Print out every entry, keeping each line identical to the original.

*** Opening Data for analysis ***

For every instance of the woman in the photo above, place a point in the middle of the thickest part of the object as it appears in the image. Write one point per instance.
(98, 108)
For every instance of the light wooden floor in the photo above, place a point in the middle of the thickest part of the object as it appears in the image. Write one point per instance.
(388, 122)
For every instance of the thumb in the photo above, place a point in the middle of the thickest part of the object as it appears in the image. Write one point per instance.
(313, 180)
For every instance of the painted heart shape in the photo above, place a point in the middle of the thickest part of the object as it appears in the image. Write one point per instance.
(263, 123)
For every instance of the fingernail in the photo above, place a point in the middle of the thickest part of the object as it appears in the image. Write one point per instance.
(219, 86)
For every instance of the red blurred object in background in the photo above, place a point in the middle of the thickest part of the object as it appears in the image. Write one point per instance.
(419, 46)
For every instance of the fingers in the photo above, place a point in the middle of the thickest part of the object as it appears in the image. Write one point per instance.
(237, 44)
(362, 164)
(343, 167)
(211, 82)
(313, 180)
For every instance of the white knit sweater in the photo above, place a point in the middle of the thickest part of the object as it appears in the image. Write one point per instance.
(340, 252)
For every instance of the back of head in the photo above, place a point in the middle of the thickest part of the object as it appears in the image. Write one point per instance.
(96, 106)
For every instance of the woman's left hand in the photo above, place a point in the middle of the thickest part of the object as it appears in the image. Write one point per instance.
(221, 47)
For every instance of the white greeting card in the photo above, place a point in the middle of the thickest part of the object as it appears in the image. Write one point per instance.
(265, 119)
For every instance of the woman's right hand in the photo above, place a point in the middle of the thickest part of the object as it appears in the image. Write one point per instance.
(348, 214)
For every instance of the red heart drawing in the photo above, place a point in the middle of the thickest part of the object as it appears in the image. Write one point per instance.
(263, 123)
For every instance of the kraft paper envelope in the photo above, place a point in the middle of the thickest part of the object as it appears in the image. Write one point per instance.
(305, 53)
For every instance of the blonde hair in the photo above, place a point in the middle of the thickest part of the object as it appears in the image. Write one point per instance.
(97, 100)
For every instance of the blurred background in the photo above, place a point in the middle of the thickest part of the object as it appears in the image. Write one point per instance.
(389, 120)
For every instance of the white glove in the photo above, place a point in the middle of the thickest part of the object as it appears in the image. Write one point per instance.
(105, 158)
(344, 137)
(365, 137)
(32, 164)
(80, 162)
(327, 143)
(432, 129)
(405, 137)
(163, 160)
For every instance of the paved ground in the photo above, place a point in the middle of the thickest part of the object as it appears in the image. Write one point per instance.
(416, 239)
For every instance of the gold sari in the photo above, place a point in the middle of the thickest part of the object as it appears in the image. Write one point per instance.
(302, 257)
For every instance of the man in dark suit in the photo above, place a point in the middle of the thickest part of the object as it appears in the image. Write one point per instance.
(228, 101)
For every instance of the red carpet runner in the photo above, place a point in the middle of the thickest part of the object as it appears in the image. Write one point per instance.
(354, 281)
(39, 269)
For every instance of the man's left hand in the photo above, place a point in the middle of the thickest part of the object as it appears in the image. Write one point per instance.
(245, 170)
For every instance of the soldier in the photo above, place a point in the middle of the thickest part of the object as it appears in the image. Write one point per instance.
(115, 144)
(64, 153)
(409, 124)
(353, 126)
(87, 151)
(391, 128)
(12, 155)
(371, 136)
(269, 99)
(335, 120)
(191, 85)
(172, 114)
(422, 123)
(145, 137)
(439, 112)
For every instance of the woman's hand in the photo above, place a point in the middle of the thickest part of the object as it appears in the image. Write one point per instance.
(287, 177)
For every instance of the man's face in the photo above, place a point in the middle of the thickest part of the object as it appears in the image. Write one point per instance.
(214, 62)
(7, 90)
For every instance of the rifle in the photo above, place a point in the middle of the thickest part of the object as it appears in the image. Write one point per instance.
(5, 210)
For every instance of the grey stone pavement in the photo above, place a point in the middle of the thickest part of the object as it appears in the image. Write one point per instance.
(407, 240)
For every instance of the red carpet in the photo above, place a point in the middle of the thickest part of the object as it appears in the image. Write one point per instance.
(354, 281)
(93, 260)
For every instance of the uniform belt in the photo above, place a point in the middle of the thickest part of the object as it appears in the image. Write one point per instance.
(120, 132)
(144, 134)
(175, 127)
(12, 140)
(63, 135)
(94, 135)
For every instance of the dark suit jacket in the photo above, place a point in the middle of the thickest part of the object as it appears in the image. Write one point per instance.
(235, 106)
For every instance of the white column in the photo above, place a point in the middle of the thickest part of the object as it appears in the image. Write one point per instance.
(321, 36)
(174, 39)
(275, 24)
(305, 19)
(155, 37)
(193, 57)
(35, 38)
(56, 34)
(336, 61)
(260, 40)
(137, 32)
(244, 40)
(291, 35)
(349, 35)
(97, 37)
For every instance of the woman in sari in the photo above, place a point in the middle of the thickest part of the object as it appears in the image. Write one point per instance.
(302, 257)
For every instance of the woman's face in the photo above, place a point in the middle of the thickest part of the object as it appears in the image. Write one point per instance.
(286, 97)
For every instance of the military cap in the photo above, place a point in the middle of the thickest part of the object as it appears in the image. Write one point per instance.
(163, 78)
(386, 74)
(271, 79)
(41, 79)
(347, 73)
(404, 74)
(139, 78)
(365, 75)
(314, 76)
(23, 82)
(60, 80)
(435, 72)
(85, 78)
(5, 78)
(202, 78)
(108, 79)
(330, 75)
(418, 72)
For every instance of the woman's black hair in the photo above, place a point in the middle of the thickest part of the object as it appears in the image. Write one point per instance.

*** Closing Data for analysis ***

Answer:
For every instance of the woman in the photo above, place a point in the middle of the thickest part of the object as it appears in the image. Write one point per instance.
(98, 108)
For every instance of the light wooden floor in the photo above, place a point in the middle of the thickest part of the object as it appears in the image. Write one point per instance.
(388, 122)
For every instance of the thumb in the photo above, place a point in the middle of the thickest part of the object as it appears in the image. Write one point per instance.
(313, 180)
For every instance of the painted heart shape in the photo above, place a point in the middle of the thickest part of the object as it appears in the image. Write one point per instance.
(263, 123)
For every instance of the fingernail in the photo above, place a point in the middle of the thickest part of the object as it appears in the image. Write one point per instance.
(219, 86)
For every instance of the red blurred object in background in the photo above, place a point in the middle of the thickest part of the object as it appears in the image. Write one point per instance.
(419, 46)
For every instance of the fingers in the photo above, place a point in the middle of the thickest part of the object as it appears in the image. Write one point per instance.
(237, 44)
(362, 164)
(343, 167)
(211, 82)
(313, 180)
For every instance of the white knit sweater in the photo above, place a point in the middle of the thickest part of the object as it appears in the image. Write one point per instance.
(340, 252)
For every instance of the back of head in the photo above, place a point in the middle of the thickest part of the object as it appears in the image. Write one point per instance.
(96, 106)
For every instance of the woman's left hand in the photo above, place a point in the middle of the thickest part of the object as it appears in the image. Write one point per instance.
(221, 47)
For every instance of the white greeting card in the photo above, place a point in the middle of the thickest part of the object as it appears in the image. Write one point per instance.
(265, 119)
For every instance of the woman's right hand in the photo above, place a point in the middle of the thickest part of the object as it appears in the image. Write one point per instance.
(348, 214)
For every instance of the red heart drawing in the photo above, place a point in the middle of the thickest part of the object as it appears in the image. Write one point per instance.
(263, 123)
For every instance of the kraft paper envelope in the photo above, place a point in the middle of the thickest part of the object as it appears in the image. Write one point per instance.
(305, 53)
For every instance of the blonde hair in the photo above, place a point in the middle of the thickest part of the object as it appears in the image. Write one point per instance.
(97, 100)
For every instance of the blurred background in the photo above, place a point in the middle of the thickest part of the object as it appears in the image. Write one point per instance.
(389, 120)
For every instance of the white glove in the photo above, place a point in the middle of the thickest part of the object as it appears in the image. Write one point per instance.
(105, 158)
(344, 137)
(365, 137)
(32, 164)
(80, 162)
(327, 143)
(432, 129)
(405, 137)
(163, 160)
For every instance of the paved ground in the photo above, place a point in the middle of the thickest part of the object as it appears in the image. Write one point per instance.
(416, 239)
For every instance of the gold sari in the photo above, place a point in the middle of the thickest part of the object as it appears in the image. Write one point per instance.
(302, 257)
For every instance of the man in dark suit in the photo above, place a point in the middle of the thickest part of the object as it appears in the image. Write one point per instance.
(228, 101)
For every instance of the red carpet runner in the photo above, place a point in the middle of the thickest part of the object as it appears in the image. Write one point per instance.
(354, 281)
(39, 269)
For every instance of the man's left hand in the photo above, place a point in the middle of the thickest part of the object as it appears in the image. Write one point per instance.
(245, 170)
For every instance of the soldier in the photo above, place a point in the middle of the thickest part of the object as it appears in the image. Write one point per instance.
(115, 144)
(64, 153)
(409, 124)
(353, 126)
(87, 151)
(391, 128)
(12, 155)
(371, 136)
(269, 99)
(335, 120)
(191, 85)
(172, 114)
(422, 123)
(145, 137)
(439, 112)
For every instance of the woman's hand in the photo above, place a point in the middle of the thickest part of the object as it appears in the image. Write one point per instance.
(287, 177)
For every instance of the man's face in the photo above, place a point in the middle of the thickest part of the object as it appears in the image. Write one point per instance.
(214, 62)
(7, 90)
For every instance of the rifle in the photo above, place a point in the middle of the thickest part of the object as it appears in the image. Write one point per instance.
(5, 210)
For every instance of the grey stone pavement in the photo above, place a point in the middle of the thickest part of the object as it appears in the image. Write one point per instance.
(407, 240)
For every instance of the red carpet in the photo above, place a point in the middle of the thickest part of the object as it appears in the image. Write one point per instance.
(354, 281)
(93, 260)
For every instance of the uniform belt in the photo above, place a point in the middle of the thickest part of the object as it appears in the image. Write one point per instance.
(120, 132)
(144, 134)
(175, 127)
(12, 140)
(63, 135)
(94, 135)
For every instance of the dark suit jacket in the photo above, place a point in the middle of the thickest part of the object as it appears in the image. Write one point per instance.
(235, 106)
For every instance of the white column in the photo above, place a point in the middle of the thickest part of the object as it appears in the image. Write one point per instance.
(321, 36)
(174, 39)
(275, 24)
(305, 19)
(155, 37)
(193, 57)
(35, 38)
(56, 34)
(336, 61)
(260, 40)
(137, 32)
(244, 40)
(291, 35)
(349, 35)
(97, 37)
For every instance of the woman in sari in the photo above, place a point in the middle of the thickest part of the object as it appears in the image. Write one point per instance.
(302, 257)
For every instance of the woman's face in the photo above, place a point in the middle of the thickest part of the object as it appears in the image. Write one point per instance.
(286, 97)
For every instance of the military cap in the photo above, place a point in the middle of the thickest part of the object as it appears in the image. Write one point per instance.
(163, 78)
(386, 74)
(271, 79)
(41, 79)
(347, 73)
(404, 74)
(139, 78)
(365, 75)
(314, 76)
(23, 82)
(60, 80)
(435, 72)
(85, 78)
(5, 78)
(202, 78)
(108, 79)
(330, 75)
(418, 72)
For every instance of the woman's black hair in the photo above, place a point in the middle of the thickest part of the object as it appears in the image. Write one point per instance.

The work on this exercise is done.